** Opening Data block **
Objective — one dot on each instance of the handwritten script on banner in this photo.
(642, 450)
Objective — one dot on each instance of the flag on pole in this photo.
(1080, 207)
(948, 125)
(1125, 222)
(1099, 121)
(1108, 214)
** Closing Data block **
= Brief =
Print out all the entries above exactly.

= Response to this exercise =
Objective — one dot on each instance of the handwritten script on banner in this photo.
(642, 450)
Objective — one dot on each instance of the flag on pole in this photo.
(1080, 207)
(948, 125)
(1125, 222)
(1099, 121)
(1108, 214)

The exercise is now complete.